### Provided passage
- Opening Delimiter -
The difference between the number of deaths actually observed in the minority population and number of deaths that would have occurred in that group if both minority and non-minority populations had the same age- and sex-specific death rates.
- Higher mortality for coronary heart disease and stroke account for 24% of the excess mortality in black males, 41% in black females.
- Black males have a greater likelihood of dying from cancer than any other population
- Some data indicate 45% higher heart disease mortality among older Puerto Rican women in the U.S. than older Anglo women, but not for Puerto Rican men; Cuban- and Mexican-born elders had lower rates of heart disease mortality than Anglo elders (Villa et al, 1993).
- Mortality rates for cancer of the cervix among Mexican-born females in the U.S. was found to be twice as high as that of Anglo females; stomach and liver cancer were higher for both Mexican born males and females, but all other cancers showed lower cancer mortality (Villa, et al., 1993.)
- Japanese Americans, Chinese Americans, and Filipino Americans have lower age-adjusted death rates from all causes than Whites, Blacks, or American Indians (McBride, Morioka-Douglas, & Yeo, 1996).
- Excess deaths have been reported among older American Indians for tuberculosis, diabetes, pneumonia, and cirrhosis (John, 1997; MCabe & Cuellar, 1994).
- Suicide is much more common among older white non-Hispanic males than any minority category, and is higher among men than women in all categories. Among women it is slightly higher among Asian/Pacific Islanders than other population (NCHS, 2007).
- Closing Delimiter -
### Dataset entries
- Opening Delimiter -
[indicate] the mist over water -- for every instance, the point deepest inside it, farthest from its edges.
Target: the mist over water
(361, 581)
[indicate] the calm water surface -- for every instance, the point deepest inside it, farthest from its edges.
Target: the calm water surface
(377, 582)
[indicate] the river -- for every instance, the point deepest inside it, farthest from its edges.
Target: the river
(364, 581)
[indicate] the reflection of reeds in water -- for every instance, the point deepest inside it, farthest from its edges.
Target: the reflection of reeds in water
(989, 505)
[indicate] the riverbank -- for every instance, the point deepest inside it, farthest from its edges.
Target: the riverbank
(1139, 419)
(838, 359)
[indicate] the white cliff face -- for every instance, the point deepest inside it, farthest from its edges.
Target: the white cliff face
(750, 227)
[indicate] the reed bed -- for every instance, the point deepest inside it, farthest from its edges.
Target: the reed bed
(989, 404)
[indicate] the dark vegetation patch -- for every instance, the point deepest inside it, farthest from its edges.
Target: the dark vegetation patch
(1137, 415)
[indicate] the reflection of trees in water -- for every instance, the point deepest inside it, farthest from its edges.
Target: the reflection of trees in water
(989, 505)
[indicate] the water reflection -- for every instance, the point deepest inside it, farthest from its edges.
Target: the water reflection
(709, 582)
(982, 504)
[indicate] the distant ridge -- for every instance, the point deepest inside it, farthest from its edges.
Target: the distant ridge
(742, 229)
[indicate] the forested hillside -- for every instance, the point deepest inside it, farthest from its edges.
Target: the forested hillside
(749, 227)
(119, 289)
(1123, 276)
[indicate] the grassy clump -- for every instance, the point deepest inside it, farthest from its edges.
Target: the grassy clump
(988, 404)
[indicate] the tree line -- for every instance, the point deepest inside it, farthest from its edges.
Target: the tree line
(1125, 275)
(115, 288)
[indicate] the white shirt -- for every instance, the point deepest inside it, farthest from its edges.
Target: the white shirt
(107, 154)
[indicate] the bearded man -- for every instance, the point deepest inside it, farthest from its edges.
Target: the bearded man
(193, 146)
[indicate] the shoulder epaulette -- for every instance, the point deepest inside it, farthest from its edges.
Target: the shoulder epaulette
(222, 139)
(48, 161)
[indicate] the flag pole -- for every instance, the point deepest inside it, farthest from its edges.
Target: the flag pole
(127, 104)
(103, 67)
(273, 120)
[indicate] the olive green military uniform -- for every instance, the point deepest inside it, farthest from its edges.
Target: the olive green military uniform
- Closing Delimiter -
### Required action 1
Reproduce the excess mortality text word for word, starting at "- Black males" and ending at "et al., 1993.)".
### Required action 2
Answer these questions using the excess mortality text:
(a) What percentage of the excess mortality in black females comes from higher mortality for coronary heart disease and stroke?
(b) For which cancer was mortality among Mexican-born females in the U.S. twice as high as among Anglo females?
(c) For which causes have excess deaths been reported among older American Indians?

### Answer space 1
- Black males have a greater likelihood of dying from cancer than any other population
- Some data indicate 45% higher heart disease mortality among older Puerto Rican women in the U.S. than older Anglo women, but not for Puerto Rican men; Cuban- and Mexican-born elders had lower rates of heart disease mortality than Anglo elders (Villa et al, 1993).
- Mortality rates for cancer of the cervix among Mexican-born females in the U.S. was found to be twice as high as that of Anglo females; stomach and liver cancer were higher for both Mexican born males and females, but all other cancers showed lower cancer mortality (Villa, et al., 1993.)

### Answer space 2
(a) 41%
(b) Cancer of the cervix
(c) Tuberculosis, diabetes, pneumonia, and cirrhosis